Page excerpt:
__________________________________________________

If the node N that we need to remove has both children, we can’t just replace it with one of its children (for instance, if we were to replace the root in figure 9.15C with its right child R, then we would have to merge R’s left child with N’s, and that would require worst-case linear time (and also be a waste).

Instead, we can find the successor of N. By construction, it will be the minimum node in its right subtree, let’s call it M, which in turn means the leftmost node of its right subtree. Once we have found it, we can delete M and replace N’s value with M’s value. No invariant will be violated, because M was no smaller than N, and N in turn was no smaller than any node in its left subtree.

Moreover, M will certainly configure as either case (A) or case (B), because being the left-most node, it won’t have a left child. This means that deleting M will be easy and recursion stops at M.

When we move from regular BSTs to k-d trees, the first difference is caused by the fact that at each level we only use a single coordinate to partition points in the two branches. If we have to replace a node N at level i, at that level we are using coordinate j = i mod k, so we know its successor (for coordinate j) will be in N’s right subtree. However, when we move to N’s child, that node will use another coordinate, j₁ = (i+1) mod k, to partition its children. As you can see in figure 9.16, that means that the successor of N doesn’t have to be in R’s left subtree.

That’s bad news, because it means that while for BSTs we could quickly traverse N’s right subtree to its leftmost node in order to find N’s successor, now we can only do that for level l where l mod k == i mod k. In all the other levels, we will have to traverse both subtrees to look for the minimum.

Listing 9.7 shows the pseudo-code for the findMin method. The first difference you can see with respect to BST’s version is that we need to pass the index of the coordinate for which we look for the minimum. For instance, we could call findMin(root, 2) to search the node in the whole tree with the minimum value for the third coordinate—assuming k>=3.

This greater complexity in the findMin method unfortunately reflects on its running time. It can’t be logarithmic as with BSTs because we are traversing all branches for all levels except the ones matching coordinateIndex, so in (k-1)/k cases.

And, in fact, it turns out that the running time for findMin is O(n^(k-1)/k). If k==2, this means O(n^1/2) = 0( √n ), which is not as good as logarithmic, but still sensibly better than a full scan. As k grows, though, this value gets closer and closer to O(n).

The enhanced version of findMin solves the issue with the coordinates. Now you might hope that plugging it into the regular BST’s remove is enough, but that’s unfortunately not the case. There is another issue that complicates things a bit further.

If you go back to figure 9.15 (B), for BSTs there were two lucky cases for which deleting a node was easy: deleting a leaf and deleting a node with only one child.

For k-d trees, only leaves can be deleted easily. Unfortunately, even if the node N to be deleted has only one child C, we can’tjust replace N with its child, because this would change the direction of the splits for C and its entire subtree, as shown in figure 9.17.

In that example, we attempt to remove node B, which only has one child and no right branch (it works similarly in the symmetric case). If we tried to simply replace B with its children E, this node would appear one level up in the tree, and likewise all its children.

So, before node E was using x coordinates to partition nodes in its subtree, so that node H was on the right of E because H’s x coordinate (2.5) is larger than E’s (2).

__________________________________________________

Raw rows:

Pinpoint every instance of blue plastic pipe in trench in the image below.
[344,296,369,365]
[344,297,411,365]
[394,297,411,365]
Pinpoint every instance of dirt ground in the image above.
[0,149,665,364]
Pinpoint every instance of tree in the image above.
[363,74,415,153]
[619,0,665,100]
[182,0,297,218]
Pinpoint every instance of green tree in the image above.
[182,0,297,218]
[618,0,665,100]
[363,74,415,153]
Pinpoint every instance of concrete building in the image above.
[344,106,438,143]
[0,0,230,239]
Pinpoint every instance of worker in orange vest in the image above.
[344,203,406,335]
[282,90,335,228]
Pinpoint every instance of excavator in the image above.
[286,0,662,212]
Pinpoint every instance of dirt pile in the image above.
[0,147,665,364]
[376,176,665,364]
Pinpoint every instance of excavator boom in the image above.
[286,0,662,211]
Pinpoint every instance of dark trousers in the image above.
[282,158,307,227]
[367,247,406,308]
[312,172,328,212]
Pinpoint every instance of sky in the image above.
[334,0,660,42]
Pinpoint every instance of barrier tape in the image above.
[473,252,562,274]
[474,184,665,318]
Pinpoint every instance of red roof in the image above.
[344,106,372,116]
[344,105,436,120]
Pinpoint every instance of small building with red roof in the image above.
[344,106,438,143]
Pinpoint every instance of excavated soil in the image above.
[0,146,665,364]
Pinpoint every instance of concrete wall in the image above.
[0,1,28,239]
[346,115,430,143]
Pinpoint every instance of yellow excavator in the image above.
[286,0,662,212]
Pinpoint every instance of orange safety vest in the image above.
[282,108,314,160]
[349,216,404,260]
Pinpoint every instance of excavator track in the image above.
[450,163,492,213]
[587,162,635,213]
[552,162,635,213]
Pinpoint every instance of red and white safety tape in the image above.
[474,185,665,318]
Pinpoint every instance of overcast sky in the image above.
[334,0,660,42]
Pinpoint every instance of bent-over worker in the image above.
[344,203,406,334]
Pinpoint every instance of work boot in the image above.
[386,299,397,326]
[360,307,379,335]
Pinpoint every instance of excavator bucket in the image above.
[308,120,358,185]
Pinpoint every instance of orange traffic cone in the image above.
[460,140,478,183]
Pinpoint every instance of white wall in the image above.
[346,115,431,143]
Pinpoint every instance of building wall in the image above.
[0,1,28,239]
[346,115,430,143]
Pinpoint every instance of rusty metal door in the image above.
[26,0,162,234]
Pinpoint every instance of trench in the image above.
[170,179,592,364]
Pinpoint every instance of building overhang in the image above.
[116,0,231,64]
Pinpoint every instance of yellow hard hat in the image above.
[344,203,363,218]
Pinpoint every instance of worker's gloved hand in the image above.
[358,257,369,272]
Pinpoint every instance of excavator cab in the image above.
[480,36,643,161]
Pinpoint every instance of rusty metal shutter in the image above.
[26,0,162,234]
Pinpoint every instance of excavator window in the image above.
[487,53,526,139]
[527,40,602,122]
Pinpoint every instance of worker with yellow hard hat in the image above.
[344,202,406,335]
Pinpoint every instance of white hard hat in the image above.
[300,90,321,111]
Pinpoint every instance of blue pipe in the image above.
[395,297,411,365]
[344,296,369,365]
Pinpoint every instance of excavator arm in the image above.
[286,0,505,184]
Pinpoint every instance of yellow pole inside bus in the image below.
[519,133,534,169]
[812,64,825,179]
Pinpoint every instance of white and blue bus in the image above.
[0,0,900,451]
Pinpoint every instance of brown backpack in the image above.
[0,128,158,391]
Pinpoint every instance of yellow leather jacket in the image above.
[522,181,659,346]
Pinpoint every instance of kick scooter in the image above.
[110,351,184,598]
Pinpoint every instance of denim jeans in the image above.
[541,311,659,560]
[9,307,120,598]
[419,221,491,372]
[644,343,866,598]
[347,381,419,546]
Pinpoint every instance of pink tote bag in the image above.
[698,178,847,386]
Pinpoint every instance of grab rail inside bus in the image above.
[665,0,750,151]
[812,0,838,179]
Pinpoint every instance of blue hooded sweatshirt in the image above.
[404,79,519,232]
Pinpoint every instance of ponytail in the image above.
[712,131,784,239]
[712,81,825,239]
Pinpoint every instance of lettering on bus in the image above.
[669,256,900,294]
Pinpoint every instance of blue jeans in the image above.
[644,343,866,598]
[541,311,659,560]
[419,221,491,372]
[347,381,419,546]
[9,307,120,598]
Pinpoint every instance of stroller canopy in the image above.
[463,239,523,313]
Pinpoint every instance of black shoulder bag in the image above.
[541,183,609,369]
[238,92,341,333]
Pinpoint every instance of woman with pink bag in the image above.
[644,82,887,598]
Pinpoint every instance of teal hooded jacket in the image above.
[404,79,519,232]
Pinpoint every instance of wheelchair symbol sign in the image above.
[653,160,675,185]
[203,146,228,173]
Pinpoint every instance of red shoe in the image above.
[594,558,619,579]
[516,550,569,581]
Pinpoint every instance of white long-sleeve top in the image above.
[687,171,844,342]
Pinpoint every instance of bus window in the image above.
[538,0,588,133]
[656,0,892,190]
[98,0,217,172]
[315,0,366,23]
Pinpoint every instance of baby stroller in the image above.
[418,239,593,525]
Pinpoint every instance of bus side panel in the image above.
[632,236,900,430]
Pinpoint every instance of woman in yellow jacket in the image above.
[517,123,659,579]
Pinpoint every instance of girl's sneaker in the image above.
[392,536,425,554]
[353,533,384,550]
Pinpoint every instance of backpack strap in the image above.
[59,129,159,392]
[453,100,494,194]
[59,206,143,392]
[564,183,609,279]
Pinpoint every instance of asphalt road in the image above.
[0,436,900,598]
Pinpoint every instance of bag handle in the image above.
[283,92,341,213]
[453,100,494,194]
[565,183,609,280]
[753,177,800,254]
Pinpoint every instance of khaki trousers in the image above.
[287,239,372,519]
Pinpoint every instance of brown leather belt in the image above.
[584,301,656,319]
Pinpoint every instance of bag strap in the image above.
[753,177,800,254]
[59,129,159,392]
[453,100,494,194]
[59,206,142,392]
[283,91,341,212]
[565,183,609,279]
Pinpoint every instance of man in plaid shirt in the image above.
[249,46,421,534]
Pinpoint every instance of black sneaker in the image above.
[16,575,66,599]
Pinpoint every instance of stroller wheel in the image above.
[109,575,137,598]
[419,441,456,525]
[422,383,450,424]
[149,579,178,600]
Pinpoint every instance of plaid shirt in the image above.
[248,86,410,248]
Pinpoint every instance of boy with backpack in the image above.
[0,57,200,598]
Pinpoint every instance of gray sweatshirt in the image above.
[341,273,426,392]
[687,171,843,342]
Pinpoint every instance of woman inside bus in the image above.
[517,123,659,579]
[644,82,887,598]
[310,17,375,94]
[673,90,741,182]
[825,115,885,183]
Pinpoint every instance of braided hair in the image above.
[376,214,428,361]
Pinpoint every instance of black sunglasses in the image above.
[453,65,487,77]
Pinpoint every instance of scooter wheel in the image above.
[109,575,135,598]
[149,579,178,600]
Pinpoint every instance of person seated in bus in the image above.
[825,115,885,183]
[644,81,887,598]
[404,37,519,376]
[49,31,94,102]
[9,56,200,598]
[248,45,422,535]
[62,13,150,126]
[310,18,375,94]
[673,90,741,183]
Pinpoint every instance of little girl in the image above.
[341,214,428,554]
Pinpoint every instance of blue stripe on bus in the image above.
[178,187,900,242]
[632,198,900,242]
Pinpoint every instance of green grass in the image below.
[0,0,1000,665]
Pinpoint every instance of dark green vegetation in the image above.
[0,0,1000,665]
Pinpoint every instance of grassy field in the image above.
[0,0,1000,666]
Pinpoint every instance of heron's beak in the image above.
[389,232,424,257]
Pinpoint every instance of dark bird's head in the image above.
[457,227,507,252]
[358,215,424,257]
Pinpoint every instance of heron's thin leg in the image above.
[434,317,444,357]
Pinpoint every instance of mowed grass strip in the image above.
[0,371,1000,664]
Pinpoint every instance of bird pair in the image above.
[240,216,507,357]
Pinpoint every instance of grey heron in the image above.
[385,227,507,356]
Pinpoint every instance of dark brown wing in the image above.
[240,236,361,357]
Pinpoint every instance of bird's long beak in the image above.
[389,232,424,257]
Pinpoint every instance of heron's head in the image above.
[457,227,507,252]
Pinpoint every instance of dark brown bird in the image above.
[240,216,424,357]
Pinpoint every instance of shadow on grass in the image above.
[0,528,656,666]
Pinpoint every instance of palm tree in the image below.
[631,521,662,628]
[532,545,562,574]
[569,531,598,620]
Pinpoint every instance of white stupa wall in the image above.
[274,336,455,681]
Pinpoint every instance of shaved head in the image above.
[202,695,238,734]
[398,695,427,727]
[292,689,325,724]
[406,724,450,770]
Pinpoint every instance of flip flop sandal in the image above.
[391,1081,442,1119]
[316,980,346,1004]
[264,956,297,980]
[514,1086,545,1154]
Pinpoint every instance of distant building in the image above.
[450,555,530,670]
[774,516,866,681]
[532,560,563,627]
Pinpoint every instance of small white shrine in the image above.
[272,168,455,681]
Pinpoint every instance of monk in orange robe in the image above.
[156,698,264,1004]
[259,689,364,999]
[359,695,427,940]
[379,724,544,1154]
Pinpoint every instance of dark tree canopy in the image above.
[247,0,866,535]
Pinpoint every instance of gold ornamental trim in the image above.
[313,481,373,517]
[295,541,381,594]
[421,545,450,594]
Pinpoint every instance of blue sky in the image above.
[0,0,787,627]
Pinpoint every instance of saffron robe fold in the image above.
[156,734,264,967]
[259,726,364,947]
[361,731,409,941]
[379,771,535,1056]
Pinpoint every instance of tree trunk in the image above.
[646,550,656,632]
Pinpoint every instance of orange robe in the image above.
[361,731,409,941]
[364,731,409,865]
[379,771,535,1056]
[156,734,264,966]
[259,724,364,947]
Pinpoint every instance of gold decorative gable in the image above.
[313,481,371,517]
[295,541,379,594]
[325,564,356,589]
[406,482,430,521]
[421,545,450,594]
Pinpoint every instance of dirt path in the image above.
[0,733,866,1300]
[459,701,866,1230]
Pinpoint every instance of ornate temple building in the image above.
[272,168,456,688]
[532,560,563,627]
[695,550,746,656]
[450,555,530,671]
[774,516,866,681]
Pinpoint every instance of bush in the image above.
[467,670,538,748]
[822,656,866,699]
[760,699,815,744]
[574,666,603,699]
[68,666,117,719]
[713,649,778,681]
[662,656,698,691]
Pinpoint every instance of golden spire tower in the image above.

__________________________________________________

What needs to be done:
Transcribe the portion of the k-d tree excerpt above from "If the node N that" to "be a waste).".

Solution for this task:
If the node N that we need to remove has both children, we can’t just replace it with one of its children (for instance, if we were to replace the root in figure 9.15C with its right child R, then we would have to merge R’s left child with N’s, and that would require worst-case linear time (and also be a waste).